課題:
A. BUCK-TICKについての本文から、「櫻井敦司さんの、あっちゃんの」から「アプリの歌詞検索を使用する。」までの部分を、両端の語句も含めて一字も変えずに書き写して返してください。
B. BUCK-TICKについての本文の内容を二文でまとめてください。
C. BUCK-TICKと櫻井敦司さんについての本文を、最後の文に続けて書き継いでください。

本文:
——
いつも通り日々を過ごしている。生きている。
ただ、とても寂しい。



櫻井敦司さんの、あっちゃんの急逝からちょうど1ヶ月が経った、と当日に更新しようとしてまた、伸びてしまった。もうすぐ四九日も来ようとしている。羽田の献花会も近づいてきた。

春にBUCK-TICKに再会してから、私は大体1日2枚のアルバムを聴いていた。毎日の通勤時間が片道1時間ほどで、ちょうど1枚聴き終わる頃に目的地に到着する。
周知の事実だが、BUCK-TICKはアルバムごとに新しいアプローチで楽曲を作り、多様な世界を繰り広げる稀有なバンドである。日々単純な乗り換えだけの朝夕の通勤路で、イヤフォンで外界の音を遮断すれば、各作品の世界感にどっぷりと浸かることが出来た。
オープニングはプロローグ的な曲に始まり、どの曲も大枠はそのアルバムごとのコンセプトに沿う形で、しかし時に突飛な、時に普遍的に美しいメロディと抒情的な詩を以て、聴く者の心を掴んで離さない。

我が家にはCDプレイヤーがなく、CDもほぼ持っていない。私はサブスクリプションアプリで音楽を聴くので、作品世界に引き込まれつつ歌詞を見たくなりいちいち画面を覗き込む。
これは今井さん星野さんどちらの作曲か、作詩はあっちゃんか今井さんか知りたい。そんな時は公式アプリの歌詞検索を使用する。
——
行一覧:
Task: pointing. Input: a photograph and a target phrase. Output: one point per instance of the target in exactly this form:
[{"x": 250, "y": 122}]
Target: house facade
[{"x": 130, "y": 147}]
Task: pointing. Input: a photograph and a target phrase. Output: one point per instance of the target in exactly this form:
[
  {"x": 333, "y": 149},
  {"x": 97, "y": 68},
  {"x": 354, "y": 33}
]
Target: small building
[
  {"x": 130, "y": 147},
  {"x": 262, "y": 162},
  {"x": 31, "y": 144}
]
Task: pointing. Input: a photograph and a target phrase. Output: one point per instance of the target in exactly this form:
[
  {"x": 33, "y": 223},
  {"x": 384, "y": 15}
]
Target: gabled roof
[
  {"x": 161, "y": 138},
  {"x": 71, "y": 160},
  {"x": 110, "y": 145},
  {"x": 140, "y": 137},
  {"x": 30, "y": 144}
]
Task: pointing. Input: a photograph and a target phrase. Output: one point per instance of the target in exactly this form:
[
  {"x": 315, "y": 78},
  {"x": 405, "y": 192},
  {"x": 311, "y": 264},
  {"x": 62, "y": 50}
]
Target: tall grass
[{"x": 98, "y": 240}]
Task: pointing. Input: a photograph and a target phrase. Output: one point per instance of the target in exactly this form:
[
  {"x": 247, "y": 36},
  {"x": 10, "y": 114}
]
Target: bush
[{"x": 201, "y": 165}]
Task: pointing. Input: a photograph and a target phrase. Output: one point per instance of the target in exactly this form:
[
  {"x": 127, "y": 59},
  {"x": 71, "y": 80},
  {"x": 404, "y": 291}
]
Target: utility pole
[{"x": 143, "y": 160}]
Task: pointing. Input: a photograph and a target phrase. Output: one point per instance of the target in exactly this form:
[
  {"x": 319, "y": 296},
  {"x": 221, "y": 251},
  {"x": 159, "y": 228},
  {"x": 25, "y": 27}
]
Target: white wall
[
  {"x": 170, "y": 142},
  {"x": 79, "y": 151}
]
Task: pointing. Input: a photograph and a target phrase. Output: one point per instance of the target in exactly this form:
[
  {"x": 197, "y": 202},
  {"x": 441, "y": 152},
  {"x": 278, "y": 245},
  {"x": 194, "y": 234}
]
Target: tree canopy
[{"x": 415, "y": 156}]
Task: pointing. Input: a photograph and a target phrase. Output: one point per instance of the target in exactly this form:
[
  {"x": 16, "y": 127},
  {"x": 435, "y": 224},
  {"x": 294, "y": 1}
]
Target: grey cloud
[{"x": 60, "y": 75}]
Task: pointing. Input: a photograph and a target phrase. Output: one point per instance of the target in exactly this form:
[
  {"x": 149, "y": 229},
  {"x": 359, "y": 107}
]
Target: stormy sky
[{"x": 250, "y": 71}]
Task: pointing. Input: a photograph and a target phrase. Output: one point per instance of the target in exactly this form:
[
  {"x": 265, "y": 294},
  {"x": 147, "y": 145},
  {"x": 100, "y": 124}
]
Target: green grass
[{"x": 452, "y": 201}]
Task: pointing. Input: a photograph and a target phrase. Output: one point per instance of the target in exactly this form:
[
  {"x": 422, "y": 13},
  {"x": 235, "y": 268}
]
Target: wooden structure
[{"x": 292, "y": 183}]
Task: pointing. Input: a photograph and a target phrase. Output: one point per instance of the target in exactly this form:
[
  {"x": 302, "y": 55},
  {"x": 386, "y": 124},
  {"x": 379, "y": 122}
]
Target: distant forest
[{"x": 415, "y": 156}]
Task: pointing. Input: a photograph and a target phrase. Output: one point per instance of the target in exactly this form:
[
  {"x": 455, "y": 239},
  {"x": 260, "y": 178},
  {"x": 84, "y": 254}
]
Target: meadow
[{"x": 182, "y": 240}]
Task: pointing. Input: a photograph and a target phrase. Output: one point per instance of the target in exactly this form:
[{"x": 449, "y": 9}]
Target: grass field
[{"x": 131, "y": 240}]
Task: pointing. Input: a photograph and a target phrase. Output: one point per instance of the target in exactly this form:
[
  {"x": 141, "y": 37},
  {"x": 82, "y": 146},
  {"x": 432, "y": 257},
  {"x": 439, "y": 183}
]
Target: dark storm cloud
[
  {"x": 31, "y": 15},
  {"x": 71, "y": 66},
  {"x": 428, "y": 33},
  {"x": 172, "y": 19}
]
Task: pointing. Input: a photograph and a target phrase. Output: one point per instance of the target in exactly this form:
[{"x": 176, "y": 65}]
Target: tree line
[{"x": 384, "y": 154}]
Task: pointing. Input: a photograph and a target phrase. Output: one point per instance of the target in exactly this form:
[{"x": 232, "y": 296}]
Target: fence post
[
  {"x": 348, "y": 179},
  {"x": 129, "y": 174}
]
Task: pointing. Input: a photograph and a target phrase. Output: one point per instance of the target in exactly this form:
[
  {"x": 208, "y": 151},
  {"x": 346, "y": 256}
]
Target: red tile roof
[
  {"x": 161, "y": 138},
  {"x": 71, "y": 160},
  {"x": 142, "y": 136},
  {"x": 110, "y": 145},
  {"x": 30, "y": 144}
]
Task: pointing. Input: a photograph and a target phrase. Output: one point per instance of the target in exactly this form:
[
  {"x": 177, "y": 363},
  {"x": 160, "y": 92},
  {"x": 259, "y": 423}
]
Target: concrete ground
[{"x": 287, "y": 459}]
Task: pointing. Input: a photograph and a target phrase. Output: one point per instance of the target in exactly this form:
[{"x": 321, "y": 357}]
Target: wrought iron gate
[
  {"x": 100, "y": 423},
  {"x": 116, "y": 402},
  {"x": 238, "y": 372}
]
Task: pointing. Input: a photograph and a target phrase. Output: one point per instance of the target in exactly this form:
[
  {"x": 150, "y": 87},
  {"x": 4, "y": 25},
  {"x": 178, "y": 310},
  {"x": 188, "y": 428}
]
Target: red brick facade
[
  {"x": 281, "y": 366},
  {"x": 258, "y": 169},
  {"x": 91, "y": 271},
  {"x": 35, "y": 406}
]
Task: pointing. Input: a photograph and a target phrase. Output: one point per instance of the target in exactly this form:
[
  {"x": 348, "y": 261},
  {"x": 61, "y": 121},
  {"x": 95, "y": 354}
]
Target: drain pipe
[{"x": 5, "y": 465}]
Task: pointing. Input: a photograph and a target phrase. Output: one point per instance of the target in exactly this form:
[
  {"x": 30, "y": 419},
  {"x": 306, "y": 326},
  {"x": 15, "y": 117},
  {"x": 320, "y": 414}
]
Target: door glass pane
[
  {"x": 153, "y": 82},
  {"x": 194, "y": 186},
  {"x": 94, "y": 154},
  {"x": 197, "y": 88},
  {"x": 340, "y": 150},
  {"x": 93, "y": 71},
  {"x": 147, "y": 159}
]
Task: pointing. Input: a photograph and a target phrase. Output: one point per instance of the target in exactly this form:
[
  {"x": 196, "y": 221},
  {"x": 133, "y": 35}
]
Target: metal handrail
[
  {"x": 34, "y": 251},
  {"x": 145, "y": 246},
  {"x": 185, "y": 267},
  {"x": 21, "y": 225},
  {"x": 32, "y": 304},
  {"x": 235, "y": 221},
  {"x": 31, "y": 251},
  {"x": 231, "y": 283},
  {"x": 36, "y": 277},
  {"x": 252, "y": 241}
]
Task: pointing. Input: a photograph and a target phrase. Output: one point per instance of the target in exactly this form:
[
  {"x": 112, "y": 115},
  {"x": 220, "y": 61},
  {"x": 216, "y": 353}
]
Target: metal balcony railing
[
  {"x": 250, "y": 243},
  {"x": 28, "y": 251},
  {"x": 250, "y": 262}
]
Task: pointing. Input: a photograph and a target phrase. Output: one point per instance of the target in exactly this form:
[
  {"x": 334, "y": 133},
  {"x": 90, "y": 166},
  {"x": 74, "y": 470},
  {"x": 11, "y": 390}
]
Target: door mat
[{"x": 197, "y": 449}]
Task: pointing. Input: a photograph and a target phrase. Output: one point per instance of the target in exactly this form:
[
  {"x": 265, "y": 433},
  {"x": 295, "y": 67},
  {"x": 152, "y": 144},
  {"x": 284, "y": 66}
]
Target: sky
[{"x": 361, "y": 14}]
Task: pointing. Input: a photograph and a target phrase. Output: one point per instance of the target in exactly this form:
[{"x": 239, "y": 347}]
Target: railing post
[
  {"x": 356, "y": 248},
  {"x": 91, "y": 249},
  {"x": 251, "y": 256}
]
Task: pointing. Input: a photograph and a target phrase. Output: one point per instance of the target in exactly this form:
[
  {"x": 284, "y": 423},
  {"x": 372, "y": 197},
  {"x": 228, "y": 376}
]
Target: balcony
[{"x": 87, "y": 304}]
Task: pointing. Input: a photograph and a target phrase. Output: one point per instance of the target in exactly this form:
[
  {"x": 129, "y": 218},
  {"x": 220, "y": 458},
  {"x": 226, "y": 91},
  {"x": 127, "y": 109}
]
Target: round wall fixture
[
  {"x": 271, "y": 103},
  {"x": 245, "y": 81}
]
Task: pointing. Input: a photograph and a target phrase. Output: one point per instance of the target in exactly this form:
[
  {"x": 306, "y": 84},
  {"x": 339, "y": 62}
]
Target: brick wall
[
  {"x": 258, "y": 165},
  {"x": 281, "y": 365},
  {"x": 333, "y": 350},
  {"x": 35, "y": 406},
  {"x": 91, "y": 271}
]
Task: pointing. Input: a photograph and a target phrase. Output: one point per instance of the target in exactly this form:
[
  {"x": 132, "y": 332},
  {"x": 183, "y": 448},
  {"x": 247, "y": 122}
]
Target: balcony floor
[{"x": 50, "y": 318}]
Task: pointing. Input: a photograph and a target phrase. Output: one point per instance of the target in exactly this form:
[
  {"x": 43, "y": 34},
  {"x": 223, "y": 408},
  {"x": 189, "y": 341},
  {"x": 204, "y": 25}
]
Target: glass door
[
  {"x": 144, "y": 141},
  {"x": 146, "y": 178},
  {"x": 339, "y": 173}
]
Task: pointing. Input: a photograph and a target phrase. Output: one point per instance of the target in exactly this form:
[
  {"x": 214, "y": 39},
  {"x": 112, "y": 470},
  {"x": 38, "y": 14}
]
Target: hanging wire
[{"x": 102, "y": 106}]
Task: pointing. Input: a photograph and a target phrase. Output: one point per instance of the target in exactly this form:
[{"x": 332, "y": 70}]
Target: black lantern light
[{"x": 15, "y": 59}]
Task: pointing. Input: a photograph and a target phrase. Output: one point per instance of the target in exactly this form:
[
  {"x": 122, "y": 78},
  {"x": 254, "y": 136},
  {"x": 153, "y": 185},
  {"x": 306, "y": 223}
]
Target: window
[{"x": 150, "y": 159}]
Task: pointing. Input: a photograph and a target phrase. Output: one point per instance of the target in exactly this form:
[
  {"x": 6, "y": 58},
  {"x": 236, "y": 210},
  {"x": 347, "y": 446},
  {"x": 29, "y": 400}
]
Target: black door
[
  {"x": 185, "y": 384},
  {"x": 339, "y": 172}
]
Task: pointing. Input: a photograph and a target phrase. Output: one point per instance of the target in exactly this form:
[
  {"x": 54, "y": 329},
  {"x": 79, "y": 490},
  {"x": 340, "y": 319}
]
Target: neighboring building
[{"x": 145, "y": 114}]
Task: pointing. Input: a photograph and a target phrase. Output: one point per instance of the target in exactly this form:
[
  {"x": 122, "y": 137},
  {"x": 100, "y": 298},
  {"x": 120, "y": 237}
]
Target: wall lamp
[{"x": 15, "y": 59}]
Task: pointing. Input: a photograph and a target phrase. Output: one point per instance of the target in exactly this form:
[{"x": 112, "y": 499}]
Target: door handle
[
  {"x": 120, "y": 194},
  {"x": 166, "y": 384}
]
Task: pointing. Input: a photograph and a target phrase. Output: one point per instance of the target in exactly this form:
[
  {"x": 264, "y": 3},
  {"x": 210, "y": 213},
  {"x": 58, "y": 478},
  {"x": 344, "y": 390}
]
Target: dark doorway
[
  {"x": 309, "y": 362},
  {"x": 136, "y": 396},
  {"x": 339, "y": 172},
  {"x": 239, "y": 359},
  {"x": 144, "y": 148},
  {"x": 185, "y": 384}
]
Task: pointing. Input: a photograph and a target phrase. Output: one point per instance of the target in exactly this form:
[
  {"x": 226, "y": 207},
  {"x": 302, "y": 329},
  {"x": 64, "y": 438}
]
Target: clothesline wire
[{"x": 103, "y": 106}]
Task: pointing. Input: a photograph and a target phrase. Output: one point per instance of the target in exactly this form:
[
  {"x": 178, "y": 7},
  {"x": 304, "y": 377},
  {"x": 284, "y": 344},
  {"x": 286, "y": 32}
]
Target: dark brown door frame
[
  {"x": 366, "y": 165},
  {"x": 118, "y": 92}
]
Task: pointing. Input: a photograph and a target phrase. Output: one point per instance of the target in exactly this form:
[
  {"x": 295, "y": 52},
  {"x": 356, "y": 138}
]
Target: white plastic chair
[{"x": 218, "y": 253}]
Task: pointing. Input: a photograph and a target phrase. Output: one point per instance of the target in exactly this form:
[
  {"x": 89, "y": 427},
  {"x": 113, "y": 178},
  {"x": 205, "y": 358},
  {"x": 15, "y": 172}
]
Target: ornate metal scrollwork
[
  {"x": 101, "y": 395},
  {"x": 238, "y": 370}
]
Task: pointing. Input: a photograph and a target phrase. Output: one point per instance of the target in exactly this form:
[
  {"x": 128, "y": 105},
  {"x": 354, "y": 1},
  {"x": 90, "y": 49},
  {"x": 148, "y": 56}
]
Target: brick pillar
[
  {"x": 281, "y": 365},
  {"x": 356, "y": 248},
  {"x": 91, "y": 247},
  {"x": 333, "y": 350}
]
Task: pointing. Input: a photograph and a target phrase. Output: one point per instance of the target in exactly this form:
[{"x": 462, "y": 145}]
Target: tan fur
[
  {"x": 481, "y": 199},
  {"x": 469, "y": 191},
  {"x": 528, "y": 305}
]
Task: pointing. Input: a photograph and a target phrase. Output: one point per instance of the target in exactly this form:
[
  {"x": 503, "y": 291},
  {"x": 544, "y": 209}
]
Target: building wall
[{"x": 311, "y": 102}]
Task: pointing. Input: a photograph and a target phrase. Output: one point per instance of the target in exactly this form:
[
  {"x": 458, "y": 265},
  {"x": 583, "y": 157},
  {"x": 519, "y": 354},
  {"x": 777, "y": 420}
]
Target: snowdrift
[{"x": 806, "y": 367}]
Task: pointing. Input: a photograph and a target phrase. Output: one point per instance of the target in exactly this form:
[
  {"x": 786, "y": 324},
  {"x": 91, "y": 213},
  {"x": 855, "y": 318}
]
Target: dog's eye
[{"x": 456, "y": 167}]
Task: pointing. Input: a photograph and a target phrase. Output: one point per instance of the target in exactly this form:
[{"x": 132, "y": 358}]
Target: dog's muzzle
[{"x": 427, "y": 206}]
——
解答:
A.
櫻井敦司さんの、あっちゃんの急逝からちょうど1ヶ月が経った、と当日に更新しようとしてまた、伸びてしまった。もうすぐ四九日も来ようとしている。羽田の献花会も近づいてきた。

春にBUCK-TICKに再会してから、私は大体1日2枚のアルバムを聴いていた。毎日の通勤時間が片道1時間ほどで、ちょうど1枚聴き終わる頃に目的地に到着する。
周知の事実だが、BUCK-TICKはアルバムごとに新しいアプローチで楽曲を作り、多様な世界を繰り広げる稀有なバンドである。日々単純な乗り換えだけの朝夕の通勤路で、イヤフォンで外界の音を遮断すれば、各作品の世界感にどっぷりと浸かることが出来た。
オープニングはプロローグ的な曲に始まり、どの曲も大枠はそのアルバムごとのコンセプトに沿う形で、しかし時に突飛な、時に普遍的に美しいメロディと抒情的な詩を以て、聴く者の心を掴んで離さない。

我が家にはCDプレイヤーがなく、CDもほぼ持っていない。私はサブスクリプションアプリで音楽を聴くので、作品世界に引き込まれつつ歌詞を見たくなりいちいち画面を覗き込む。
これは今井さん星野さんどちらの作曲か、作詩はあっちゃんか今井さんか知りたい。そんな時は公式アプリの歌詞検索を使用する。

B. 櫻井敦司さんの急逝から1ヶ月が経ち、筆者はいつも通りに日々を過ごしながらも、とても寂しいと感じている。春にBUCK-TICKに再会してからは、片道1時間ほどの通勤中に1日2枚ほどのアルバムを聴いて各作品の世界に浸り、作曲者や作詞者を知りたいときは公式アプリの歌詞検索を使っている。

C.
所でBUCK-TICK公式アプリのこの歌詞検索サービスは素晴らしいと思う。他のアーティストの例を知らないけど、CDを持っていない身として本当にうれしい。歌詞を見ながら詩世界にも身を投じることが出来る。


アルバムは聴けない


彼が「異空」に旅立ってから、その世界に浸ることが出来なくなってしまった。美しい歌声が余計に寂しさを際立たせてしまう。この素晴らしい表現力ある歌声はもう、直に耳にすることはできない。ゾクゾクしながら聴き入っていたアルバムを再生するとどうしようもない悲しみが押し寄せてくる。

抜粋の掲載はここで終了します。